+++ EXTRACT PROVIDED +++
In 1995 the Intergovernmental Panel on Climate Change (IPCC) issued a report reflecting the scientific consensus that the balance of evidence suggests there is a discernible human influence on global climate. Singer responded with a letter to Science saying the IPCC report had presented material selectively. He wrote: "the Summary does not even mention the existence of 18 years of weather satellite data that show a slight global cooling trend, contradicting all theoretical models of climate warming." Scheuering writes that Singer acknowledges the surface thermometers from weather stations show warming, but he argues that the satellites provide better data because their measurements cover pole to pole.
According to Edward Parson and Andrew Dessler, the satellite data did not show surface temperatures directly, but had to be adjusted using models. When adjustment was made for transient events the data showed a slight warming, and research suggested that the discrepancy between surface and satellite data was largely accounted for by problems such as instrument differences between satellites.

Singer wrote the "Leipzig Declaration on Global Climate Change in the U.S." in 1995, updating it in 1997 to rebut the Kyoto Protocol. The Kyoto Protocol was the result of an international convention held in Kyoto, Japan, during which several industrialized nations agreed to reduce their greenhouse gas emissions. Singer's declaration read: "Energy is essential for economic growth ... We understand the motivation to eliminate what are perceived to be the driving forces behind a potential climate change; but we believe the Kyoto Protocol—to curtail carbon dioxide emissions from only a part of the world community—is dangerously simplistic, quite ineffective, and economically destructive to jobs and standards-of-living."

Scheuering writes that Singer circulated this in the United States and Europe and gathered 100 signatories, though she says some of the signatories' credentials were questioned. At least 20 were television weather reporters, some did not have science degrees, and 14 were listed as professors without specifying a field. According to Scheuering, some of them later said they believed they were signing a document in favour of action against climate change.

Singer set up the Nongovernmental International Panel on Climate Change (NIPCC) in 2004 after the 2003 United Nations Climate Change Conference in Milan. NIPCC organized an international climate workshop in Vienna in April 2007, to provide what they called an independent examination of the evidence for climate change. Singer prepared an NIPCC report called "Nature, Not Human Activity, Rules the Climate," published in March 2008 by the Heartland Institute, a conservative think tank. ABC News said the same month that unnamed climate scientists from NASA, Stanford, and Princeton who spoke to ABC about the report dismissed it as "fabricated nonsense". In a letter of complaint to ABC News, Singer said their piece used "prejudicial language, distorted facts, libelous insinuations, and anonymous smears".
+++ PROVIDED RECORDS +++
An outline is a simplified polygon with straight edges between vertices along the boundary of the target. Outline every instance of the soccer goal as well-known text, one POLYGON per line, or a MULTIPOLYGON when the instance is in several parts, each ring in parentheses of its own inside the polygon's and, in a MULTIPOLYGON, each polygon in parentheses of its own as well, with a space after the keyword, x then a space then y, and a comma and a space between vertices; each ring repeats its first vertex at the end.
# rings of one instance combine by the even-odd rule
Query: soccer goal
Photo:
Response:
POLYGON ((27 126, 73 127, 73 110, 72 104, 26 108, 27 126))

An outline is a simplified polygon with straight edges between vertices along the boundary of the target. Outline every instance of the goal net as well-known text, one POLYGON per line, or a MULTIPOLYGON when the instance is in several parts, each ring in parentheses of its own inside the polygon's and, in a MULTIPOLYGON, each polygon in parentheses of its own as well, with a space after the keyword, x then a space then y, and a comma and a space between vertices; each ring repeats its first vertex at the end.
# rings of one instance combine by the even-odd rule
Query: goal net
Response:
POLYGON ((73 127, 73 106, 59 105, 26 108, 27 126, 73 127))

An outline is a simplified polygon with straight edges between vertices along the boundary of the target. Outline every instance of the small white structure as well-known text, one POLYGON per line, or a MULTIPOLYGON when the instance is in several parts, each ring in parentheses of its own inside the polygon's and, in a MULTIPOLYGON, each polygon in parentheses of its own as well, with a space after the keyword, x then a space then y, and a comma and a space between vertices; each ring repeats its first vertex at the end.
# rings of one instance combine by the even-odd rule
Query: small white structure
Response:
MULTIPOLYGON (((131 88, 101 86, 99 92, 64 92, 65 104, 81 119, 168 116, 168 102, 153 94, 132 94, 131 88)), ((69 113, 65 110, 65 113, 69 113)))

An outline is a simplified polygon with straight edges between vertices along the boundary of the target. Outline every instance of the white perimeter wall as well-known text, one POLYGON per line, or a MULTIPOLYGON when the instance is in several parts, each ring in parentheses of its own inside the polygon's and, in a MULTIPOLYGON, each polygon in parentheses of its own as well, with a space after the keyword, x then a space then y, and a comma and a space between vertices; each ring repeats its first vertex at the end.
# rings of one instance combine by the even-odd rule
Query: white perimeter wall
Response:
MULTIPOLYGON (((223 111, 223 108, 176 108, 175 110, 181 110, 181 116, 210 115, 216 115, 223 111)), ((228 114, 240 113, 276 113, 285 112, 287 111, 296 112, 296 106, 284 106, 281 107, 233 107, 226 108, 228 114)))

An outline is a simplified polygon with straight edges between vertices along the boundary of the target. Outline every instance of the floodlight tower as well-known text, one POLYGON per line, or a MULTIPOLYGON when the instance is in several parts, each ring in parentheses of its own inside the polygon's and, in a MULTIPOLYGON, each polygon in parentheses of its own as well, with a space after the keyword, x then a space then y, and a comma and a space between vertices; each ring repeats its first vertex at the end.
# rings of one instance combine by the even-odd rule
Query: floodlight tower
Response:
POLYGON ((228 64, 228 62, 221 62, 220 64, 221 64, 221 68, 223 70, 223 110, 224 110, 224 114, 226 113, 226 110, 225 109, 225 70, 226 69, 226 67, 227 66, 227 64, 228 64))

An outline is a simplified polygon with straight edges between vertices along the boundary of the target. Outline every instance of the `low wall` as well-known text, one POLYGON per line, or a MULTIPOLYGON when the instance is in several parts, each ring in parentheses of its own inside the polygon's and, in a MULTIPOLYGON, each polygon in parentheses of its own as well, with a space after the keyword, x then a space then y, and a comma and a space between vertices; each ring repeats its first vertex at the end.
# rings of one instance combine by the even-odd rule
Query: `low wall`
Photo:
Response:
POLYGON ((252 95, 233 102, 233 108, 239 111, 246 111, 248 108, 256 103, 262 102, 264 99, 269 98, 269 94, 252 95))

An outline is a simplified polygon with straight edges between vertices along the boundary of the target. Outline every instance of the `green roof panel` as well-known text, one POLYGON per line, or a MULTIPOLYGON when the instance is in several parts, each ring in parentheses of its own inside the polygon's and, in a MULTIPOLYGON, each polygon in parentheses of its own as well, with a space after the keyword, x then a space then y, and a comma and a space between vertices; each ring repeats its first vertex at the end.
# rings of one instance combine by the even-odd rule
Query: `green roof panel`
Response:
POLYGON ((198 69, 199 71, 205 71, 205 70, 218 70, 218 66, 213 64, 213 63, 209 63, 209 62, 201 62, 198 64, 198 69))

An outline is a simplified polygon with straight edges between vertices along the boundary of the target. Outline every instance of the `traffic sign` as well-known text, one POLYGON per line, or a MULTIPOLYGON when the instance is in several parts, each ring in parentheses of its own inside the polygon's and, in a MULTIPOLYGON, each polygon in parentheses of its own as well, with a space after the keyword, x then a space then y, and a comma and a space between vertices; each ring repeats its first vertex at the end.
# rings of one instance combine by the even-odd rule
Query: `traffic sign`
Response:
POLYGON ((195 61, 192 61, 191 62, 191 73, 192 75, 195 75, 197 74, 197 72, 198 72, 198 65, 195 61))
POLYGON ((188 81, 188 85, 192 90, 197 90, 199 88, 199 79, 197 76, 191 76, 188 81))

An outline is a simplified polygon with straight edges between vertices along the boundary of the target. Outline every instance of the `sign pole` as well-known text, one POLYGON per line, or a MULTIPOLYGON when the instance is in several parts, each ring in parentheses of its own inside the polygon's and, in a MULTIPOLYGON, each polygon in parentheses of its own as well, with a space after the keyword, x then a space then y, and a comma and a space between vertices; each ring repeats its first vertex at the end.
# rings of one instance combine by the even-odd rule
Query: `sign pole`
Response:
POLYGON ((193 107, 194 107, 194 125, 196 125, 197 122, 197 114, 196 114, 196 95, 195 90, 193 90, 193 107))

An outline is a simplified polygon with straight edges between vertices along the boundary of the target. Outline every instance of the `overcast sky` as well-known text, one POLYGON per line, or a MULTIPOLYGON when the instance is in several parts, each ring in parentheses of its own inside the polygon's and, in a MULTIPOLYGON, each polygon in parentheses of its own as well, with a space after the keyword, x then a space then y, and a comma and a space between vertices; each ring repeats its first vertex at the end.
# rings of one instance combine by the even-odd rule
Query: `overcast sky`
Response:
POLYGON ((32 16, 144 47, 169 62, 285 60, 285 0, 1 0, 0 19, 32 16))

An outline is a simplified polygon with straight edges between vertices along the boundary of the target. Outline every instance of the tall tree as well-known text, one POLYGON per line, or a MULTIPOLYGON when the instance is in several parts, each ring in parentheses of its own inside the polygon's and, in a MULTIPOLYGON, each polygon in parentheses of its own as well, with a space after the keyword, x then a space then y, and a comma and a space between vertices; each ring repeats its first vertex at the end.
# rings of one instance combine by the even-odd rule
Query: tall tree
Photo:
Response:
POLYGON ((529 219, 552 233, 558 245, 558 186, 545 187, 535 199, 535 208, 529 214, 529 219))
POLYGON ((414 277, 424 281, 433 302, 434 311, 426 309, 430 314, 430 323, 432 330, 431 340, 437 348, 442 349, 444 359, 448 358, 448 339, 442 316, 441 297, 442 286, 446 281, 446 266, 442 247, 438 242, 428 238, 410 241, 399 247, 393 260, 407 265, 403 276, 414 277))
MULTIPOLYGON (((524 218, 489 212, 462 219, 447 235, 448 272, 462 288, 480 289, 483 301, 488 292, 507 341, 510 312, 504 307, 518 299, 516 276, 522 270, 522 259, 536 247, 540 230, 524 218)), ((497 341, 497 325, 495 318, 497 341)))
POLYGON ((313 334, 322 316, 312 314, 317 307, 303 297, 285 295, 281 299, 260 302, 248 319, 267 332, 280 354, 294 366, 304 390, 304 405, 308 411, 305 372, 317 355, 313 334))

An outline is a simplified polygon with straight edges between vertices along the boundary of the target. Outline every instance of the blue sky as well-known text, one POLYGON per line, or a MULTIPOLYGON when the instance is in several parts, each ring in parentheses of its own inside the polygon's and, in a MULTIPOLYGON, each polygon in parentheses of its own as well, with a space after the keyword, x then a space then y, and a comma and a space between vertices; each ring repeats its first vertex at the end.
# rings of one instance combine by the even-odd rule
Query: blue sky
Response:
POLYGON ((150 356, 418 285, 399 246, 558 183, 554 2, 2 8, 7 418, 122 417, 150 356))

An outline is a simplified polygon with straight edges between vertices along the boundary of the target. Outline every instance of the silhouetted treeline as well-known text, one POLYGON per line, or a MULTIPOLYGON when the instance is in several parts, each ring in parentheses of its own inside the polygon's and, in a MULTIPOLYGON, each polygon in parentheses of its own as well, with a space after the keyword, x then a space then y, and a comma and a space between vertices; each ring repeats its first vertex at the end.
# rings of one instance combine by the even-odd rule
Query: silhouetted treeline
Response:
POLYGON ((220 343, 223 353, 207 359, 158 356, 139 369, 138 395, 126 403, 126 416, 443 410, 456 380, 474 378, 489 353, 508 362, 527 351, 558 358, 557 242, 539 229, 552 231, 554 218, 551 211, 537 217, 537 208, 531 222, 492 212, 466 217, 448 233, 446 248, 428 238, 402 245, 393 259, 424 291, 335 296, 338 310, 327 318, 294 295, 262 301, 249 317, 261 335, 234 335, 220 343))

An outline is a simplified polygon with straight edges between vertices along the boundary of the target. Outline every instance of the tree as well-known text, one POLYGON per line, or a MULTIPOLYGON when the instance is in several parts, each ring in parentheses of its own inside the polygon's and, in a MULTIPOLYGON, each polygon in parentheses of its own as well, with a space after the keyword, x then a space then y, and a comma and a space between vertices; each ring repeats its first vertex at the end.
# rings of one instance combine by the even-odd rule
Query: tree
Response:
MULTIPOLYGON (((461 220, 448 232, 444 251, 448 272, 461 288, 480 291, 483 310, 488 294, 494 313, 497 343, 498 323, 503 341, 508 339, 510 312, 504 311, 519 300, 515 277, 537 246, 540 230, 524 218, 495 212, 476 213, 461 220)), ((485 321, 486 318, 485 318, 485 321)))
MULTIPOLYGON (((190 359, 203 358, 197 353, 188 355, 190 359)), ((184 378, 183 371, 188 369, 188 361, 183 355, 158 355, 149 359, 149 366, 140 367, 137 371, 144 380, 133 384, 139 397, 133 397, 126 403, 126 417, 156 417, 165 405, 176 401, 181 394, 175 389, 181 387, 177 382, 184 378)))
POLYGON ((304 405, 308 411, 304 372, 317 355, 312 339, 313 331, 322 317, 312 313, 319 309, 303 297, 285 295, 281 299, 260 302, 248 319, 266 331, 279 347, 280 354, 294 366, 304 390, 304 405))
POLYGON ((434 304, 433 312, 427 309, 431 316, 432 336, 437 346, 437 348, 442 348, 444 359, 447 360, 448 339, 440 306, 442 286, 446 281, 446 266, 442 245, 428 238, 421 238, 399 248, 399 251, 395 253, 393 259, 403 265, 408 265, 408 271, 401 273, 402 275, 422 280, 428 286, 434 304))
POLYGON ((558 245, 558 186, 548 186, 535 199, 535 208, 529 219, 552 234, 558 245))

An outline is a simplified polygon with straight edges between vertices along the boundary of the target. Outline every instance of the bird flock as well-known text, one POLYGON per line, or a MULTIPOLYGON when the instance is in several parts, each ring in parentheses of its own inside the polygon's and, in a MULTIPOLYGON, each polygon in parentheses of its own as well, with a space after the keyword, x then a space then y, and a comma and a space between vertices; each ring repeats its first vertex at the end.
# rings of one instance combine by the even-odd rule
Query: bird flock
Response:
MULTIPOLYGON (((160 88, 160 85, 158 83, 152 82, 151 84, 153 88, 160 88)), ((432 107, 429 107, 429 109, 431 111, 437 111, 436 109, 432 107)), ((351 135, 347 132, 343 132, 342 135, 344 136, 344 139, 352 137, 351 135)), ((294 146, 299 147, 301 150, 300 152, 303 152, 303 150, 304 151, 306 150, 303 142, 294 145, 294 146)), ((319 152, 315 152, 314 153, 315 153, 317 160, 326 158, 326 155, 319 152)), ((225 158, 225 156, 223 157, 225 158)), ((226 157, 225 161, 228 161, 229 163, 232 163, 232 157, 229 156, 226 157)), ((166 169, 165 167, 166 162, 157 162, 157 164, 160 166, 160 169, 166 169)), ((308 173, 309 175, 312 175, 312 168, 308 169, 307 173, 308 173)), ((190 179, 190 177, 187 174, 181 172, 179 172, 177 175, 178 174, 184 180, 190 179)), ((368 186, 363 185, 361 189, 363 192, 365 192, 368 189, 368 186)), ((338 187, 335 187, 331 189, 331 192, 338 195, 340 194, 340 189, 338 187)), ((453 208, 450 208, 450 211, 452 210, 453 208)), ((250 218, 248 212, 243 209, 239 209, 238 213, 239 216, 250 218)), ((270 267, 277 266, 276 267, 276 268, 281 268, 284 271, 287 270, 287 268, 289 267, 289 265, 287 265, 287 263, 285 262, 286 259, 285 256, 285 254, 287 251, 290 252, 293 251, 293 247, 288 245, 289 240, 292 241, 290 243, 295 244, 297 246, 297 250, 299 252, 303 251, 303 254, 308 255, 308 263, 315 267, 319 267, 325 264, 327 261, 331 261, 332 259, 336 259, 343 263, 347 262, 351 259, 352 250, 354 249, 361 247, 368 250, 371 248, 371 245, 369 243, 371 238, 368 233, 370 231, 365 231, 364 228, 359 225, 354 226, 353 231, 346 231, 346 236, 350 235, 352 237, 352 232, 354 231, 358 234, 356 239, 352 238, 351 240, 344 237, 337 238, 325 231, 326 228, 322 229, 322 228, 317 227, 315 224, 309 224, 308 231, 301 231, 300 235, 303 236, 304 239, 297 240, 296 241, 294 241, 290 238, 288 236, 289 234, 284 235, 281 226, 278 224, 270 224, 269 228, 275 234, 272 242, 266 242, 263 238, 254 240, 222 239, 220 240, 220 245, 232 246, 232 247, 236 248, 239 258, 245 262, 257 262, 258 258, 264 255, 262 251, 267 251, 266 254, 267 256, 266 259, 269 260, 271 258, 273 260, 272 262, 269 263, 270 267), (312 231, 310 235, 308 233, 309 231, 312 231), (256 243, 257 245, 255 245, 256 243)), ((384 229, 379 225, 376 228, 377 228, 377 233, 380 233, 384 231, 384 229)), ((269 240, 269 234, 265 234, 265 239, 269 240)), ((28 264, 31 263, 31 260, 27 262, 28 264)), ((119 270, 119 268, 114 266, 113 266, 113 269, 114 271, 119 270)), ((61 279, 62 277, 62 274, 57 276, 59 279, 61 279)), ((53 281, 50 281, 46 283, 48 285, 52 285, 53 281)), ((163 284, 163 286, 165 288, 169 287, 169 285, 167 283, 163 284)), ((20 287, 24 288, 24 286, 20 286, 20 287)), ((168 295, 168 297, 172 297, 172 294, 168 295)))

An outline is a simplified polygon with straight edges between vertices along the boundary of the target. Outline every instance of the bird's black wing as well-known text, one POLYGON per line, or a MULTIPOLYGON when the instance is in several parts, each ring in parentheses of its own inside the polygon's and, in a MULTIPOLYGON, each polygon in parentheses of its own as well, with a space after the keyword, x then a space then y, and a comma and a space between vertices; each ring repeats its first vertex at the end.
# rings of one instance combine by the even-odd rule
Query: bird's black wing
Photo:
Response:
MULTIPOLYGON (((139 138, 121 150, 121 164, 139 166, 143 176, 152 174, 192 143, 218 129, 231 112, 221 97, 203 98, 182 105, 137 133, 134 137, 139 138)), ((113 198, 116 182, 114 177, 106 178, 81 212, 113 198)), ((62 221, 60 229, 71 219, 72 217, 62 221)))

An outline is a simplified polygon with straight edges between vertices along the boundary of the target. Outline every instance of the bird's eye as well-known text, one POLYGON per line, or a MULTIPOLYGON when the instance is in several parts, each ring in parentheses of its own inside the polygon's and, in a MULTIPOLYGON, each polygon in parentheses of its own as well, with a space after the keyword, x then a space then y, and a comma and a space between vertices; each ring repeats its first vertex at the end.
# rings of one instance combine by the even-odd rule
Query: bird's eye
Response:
+++
** YOUR ASSIGNMENT **
Continue the passage about Singer's climate-change activities from where it ends. The records are independent material and are not connected to the passage on Singer's climate-change activities.

** ANSWER BOX **
On September 18, 2013, the NIPCC's fourth report, entitled Climate Change Reconsidered II: Physical Science, was published. As with previous NIPCC reports, environmentalists criticized it upon its publication; for example, David Suzuki wrote that it was "full of long-discredited claims, including that carbon dioxide emissions are good because they stimulate life". After the report received favorable coverage from Fox News Channel's Doug McKelway, climate scientists Kevin Trenberth and Michael Oppenheimer criticized this coverage, with Trenberth calling it "irresponsible journalism" and Oppenheimer calling it "flat out wrong".

====Climategate====
In December 2009, after the Climatic Research Unit email controversy, Singer wrote an opinion piece for Reuters in which he claimed the scientists had misused peer review, pressured editors to prevent publication of alternative views, and smeared opponents. He also claimed the leaked e-mails showed that the "surface temperature data that IPCC relies on is based on distorted raw data and algorithms that they will not share with the science community." He argued that the incident exposed a flawed process, and that the temperature trends were heading downwards even as greenhouse gases like CO_{2} were increasing in the atmosphere. He wrote: "This negative correlation contradicts the results of the models that IPCC relies on and indicates that anthropogenic global warming (AGW) is quite small," concluding "and now it turns out that global warming might have been 'man made' after all." A British House of Commons Science and Technology Select Committee later issued a report that exonerated the scientists,
and eight committees investigated the allegations, finding no evidence of fraud or scientific misconduct.

== Death ==
On April 6, 2020, Singer died in a nursing home in Rockville, Maryland.

==Selected publications==

- Global Effects of Environmental Pollution (Reidel, 1970)
- Manned Laboratories in Space (Reidel, 1970)
- Is There an Optimum Level of Population? (McGraw-Hill, 1971)
- The Changing Global Environment (Reidel, 1975)
- Arid Zone Development (Ballinger, 1977)
- Economic Effects of Demographic Changes (Joint Economic Committee, U.S. Congress, 1977)
- Cost-Benefit Analysis in Environmental Decisionmaking (Mitre Corp, 1979)
- Energy (W.H. Freeman, 1979)
- The Price of World Oil (Annual Review of Energy, Vol. 8, 1983)
- Free Market Energy (Universe Books, 1984)
- Oil Policy in a Changing Market (Annual Review of Energy, Vol. 12, 1987)
- The Ocean in Human Affairs (Paragon House, 1989)
- The Universe and Its Origin: From Ancient Myths to Present Reality and Future Fantasy (Paragon House, 1990)
- Global Climate Change: Human and Natural Influences (Paragon House, 1989)
- The Greenhouse Debate Continued (ICS Press, 1992)
- The Scientific Case Against the Global Climate Treaty (SEPP, 1997)
- Hot Talk, Cold Science: Global Warming's Unfinished Debate (The Independent Institute, 1997)
- with Dennis Avery. Unstoppable Global Warming: Every 1500 Years (Rowman & Littlefield, 2007)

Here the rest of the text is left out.